## begin AVAILABLE DATA
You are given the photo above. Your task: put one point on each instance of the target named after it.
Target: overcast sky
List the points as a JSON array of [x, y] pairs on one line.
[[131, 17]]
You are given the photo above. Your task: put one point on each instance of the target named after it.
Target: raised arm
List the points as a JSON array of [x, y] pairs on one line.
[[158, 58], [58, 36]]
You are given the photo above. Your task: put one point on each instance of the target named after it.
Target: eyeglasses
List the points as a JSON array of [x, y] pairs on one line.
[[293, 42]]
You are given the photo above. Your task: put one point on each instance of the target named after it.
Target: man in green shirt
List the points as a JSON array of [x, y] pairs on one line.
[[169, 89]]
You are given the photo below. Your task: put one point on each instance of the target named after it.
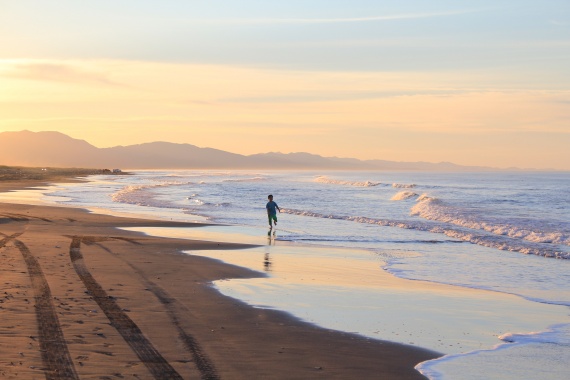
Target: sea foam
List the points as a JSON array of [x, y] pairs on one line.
[[325, 179]]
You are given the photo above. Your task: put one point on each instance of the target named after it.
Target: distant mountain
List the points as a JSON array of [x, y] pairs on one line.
[[54, 149]]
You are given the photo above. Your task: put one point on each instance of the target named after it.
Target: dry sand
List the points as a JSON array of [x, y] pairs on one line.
[[82, 299]]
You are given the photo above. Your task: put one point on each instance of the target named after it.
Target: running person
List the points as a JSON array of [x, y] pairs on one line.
[[272, 211]]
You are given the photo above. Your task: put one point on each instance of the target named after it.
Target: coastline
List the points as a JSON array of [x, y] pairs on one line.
[[167, 295]]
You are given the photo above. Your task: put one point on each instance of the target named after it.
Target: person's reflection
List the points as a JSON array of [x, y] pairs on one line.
[[267, 262], [266, 258]]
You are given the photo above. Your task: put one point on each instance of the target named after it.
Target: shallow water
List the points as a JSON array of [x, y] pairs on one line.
[[482, 231]]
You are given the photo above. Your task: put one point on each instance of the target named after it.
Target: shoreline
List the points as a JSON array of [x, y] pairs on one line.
[[167, 295]]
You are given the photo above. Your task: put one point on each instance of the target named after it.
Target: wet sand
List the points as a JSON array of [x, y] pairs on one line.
[[82, 299]]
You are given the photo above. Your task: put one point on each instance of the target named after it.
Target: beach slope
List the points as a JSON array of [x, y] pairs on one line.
[[83, 299]]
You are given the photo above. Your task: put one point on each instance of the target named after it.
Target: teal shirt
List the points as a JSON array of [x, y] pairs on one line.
[[271, 208]]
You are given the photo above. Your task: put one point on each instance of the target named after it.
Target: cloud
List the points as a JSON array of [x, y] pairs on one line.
[[57, 73], [403, 16]]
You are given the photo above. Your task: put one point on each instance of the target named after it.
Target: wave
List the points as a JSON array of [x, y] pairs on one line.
[[482, 238], [325, 179], [557, 336], [434, 209], [140, 195], [403, 195], [254, 179], [403, 185]]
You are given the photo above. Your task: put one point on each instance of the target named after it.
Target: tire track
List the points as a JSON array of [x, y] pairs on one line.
[[55, 354], [203, 363], [128, 329]]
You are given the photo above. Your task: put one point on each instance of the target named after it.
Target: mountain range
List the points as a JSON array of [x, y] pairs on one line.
[[54, 149]]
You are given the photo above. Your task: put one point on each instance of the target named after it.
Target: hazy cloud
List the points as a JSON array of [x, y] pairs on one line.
[[57, 73], [403, 16]]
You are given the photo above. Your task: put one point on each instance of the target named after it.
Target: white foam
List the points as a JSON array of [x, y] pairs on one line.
[[403, 195], [139, 194], [404, 185], [434, 209], [325, 179], [253, 179], [546, 352], [475, 237]]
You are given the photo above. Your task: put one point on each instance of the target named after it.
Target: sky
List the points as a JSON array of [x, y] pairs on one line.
[[470, 82]]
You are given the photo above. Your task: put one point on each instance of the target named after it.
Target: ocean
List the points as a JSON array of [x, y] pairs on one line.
[[472, 265]]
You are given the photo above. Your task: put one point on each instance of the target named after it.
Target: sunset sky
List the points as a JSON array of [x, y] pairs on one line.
[[471, 82]]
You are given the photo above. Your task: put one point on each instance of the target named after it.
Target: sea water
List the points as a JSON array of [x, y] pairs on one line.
[[504, 232]]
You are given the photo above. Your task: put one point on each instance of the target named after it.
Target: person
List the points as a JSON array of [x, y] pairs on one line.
[[272, 211]]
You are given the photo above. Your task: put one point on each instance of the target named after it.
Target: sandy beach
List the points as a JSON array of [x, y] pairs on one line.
[[83, 299]]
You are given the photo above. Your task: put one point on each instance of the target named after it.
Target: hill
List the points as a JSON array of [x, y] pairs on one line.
[[54, 149]]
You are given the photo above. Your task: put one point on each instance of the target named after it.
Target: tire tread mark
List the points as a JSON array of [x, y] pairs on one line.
[[131, 333], [203, 363], [54, 351]]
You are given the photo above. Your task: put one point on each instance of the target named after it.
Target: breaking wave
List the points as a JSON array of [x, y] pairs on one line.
[[325, 179], [436, 210], [254, 179], [403, 195], [504, 243], [403, 185], [141, 195]]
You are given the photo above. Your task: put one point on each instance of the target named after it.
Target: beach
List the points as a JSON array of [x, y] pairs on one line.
[[84, 299]]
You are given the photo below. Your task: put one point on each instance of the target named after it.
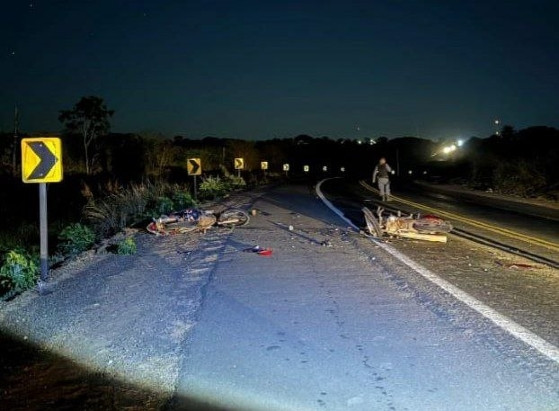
## end AVAILABLE DATA
Can you render all of the data above as a numbered list, leaving out blank lines and omitting the pictures?

- [TASK RESPONSE]:
1. You are given the photo above. Your task: put one point on each instance of the target named after it.
2. Target: overcast sky
3. List the points as a JSON array of [x, y] pairs on one line.
4. [[131, 17]]
5. You are given the photo above. Your task: put one point on each instance of the target named after it.
6. Target: raised arm
7. List the points as a JSON array of [x, y] pairs on one line.
8. [[158, 58], [58, 36]]
9. You are given the photo above. Your task: put one point on each instance of the target named after it.
10. Target: eyeglasses
11. List the points as a JSON array of [x, y] pairs on one line.
12. [[293, 42]]
13. You are given the photo above. Your task: put one point on each instance of the target named after it.
14. Target: man in green shirt
15. List the points as a JSON array of [x, y] pairs on one line.
16. [[169, 89]]
17. You are given the photo below. Your task: put one point on each instance of the target named after it.
18. Target: sea foam
19. List the points as a JSON array of [x, y] pairs on one line.
20. [[325, 179]]
21. You are given the photo above. Your task: put one point on each instance of the target named after it.
22. Target: distant mountain
23. List the points as a JSON array of [x, y] pairs on one line.
24. [[54, 149]]
25. You are given the photo above. Your task: put one point on each instance of the target named after it.
26. Target: dry sand
27. List the points as a JSON array of [x, y] pairs on one line.
28. [[82, 299]]
29. You are given the photo above. Your task: put one point on each instance of the target named after it.
30. Target: running person
31. List the points as a JSON array of [x, y] pairs on one line.
32. [[272, 211]]
33. You are given the photo above. Your task: put one point on each instance of the target named after it.
34. Target: coastline
35. List the points as a JSON array of [x, y] pairs on one line.
36. [[167, 295]]
37. You are given the photo above. Your task: put one point on each instance of the target named after it.
38. Target: person's reflection
39. List the points as a JSON array of [x, y] pairs on one line.
40. [[267, 262], [266, 258]]
41. You are given the photo above. Your task: put one point on each instance of the target named after it.
42. Target: shallow water
43. List the points as a JSON array of [x, y] pairs on one line.
44. [[482, 231]]
45. You are given the photo above. Your task: put one point on each instance of the target named after it.
46. Target: shoreline
47. List the points as a JSON array of [x, y] pairs on one line.
48. [[167, 295]]
49. You are given the photo above. Your task: put one point on each instance of the target named after it.
50. Target: wet sand
51. List the points as a JSON array of [x, y] pairs on one line.
52. [[82, 299]]
53. You are given the photo above. Your task: put one point on each instance of the target named after it.
54. Target: beach slope
55. List the points as a JSON array of [x, y] pairs on one line.
56. [[83, 299]]
57. You are given the photo above. Your task: put one point on each instance of the target named after it.
58. Target: teal shirt
59. List the points as a JSON array of [x, y] pairs on one line.
60. [[271, 208]]
61. You are given the photo above. Your task: put one point on each instance of the target named after it.
62. Target: cloud
63. List the points as a JSON array of [x, y] pairs on one line.
64. [[57, 73], [403, 16]]
65. You are given the photo above. Your task: put one point on each instance of the target named after it.
66. Target: wave
67. List the points as a JSON array of [x, y] pairs on one line.
68. [[482, 238], [325, 179], [557, 336], [434, 209], [140, 195], [403, 195], [254, 179], [403, 185]]
69. You are given the photo above. Your task: put one point on each instance of the target named after it.
70. Target: tire track
71. List the points as a JSON array of [x, y] pairs on one line.
72. [[55, 354], [203, 363], [128, 329]]
73. You are given the photo above. Your task: put one point on each instance of the target named after it.
74. Target: mountain range
75. List the points as a JSON array of [x, y] pairs on one line.
76. [[54, 149]]
77. You are given the photo above. Your task: put one point on each instance of the target named after it.
78. Target: hazy cloud
79. List the points as a JSON array of [x, y] pairs on one line.
80. [[57, 73], [403, 16]]
81. You are given the photo above. Your task: put one point on each instance of the target named after it.
82. Target: white foam
83. List the points as a JSON array of [x, y] pairs on one line.
84. [[403, 195], [139, 194], [404, 185], [434, 209], [325, 179], [253, 179], [546, 352], [475, 237]]
85. You are given the photo above. Your task: put one point on each instance of the target named after it.
86. Target: sky
87. List the points as a JSON array of [x, y] pairs on one line.
88. [[470, 82]]
89. You are given the photo above. Your task: put one point on each instance of the target named after it.
90. Target: ocean
91. List the points as a JSON array of [x, y] pairs on one line.
92. [[472, 265]]
93. You are given the photo above. Your task: put one point on each instance of the target named after it.
94. Target: sunset sky
95. List the points as a JSON array of [x, y] pairs on one line.
96. [[471, 82]]
97. You are given the photo above. Your task: put one point on each instance of the target named after it.
98. Target: sea water
99. List the points as a JSON array of [x, y] pairs on one line.
100. [[504, 232]]
101. You are given the photo above. Your task: put one point on each instance of the target named after it.
102. Target: person
103. List the points as a JSON array of [x, y] pairs on one line.
104. [[272, 211]]
105. You are given the photo above. Your task: put one point on each instance of the target named after it.
106. Target: sandy beach
107. List the points as a JSON array of [x, y] pairs on one line.
108. [[83, 299]]
109. You are given the photo above. Your task: put one point on each instance of the target named after it.
110. Target: hill
111. List the points as a JSON array of [x, y] pairs on one line.
112. [[54, 149]]
113. You are given the photo above. Your task: put one point on each instance of the target named after it.
114. Target: tire tread mark
115. List the points as a JSON array of [x, y] pairs on one line.
116. [[131, 333], [203, 363], [54, 351]]
117. You are given the photo above. Your task: put one point on each instance of the target named after it.
118. Target: breaking wave
119. List the points as a JSON array of [x, y] pairs on one line.
120. [[325, 179], [436, 210], [254, 179], [403, 195], [504, 243], [403, 185], [141, 195]]
121. You are given the photo above. Your task: put one point on each instance of the target named after it.
122. Target: beach
123. List the points as a JSON array of [x, y] pairs on one line.
124. [[84, 299]]
125. You are given the photo below. Your task: put one point on each instance of the target named after it.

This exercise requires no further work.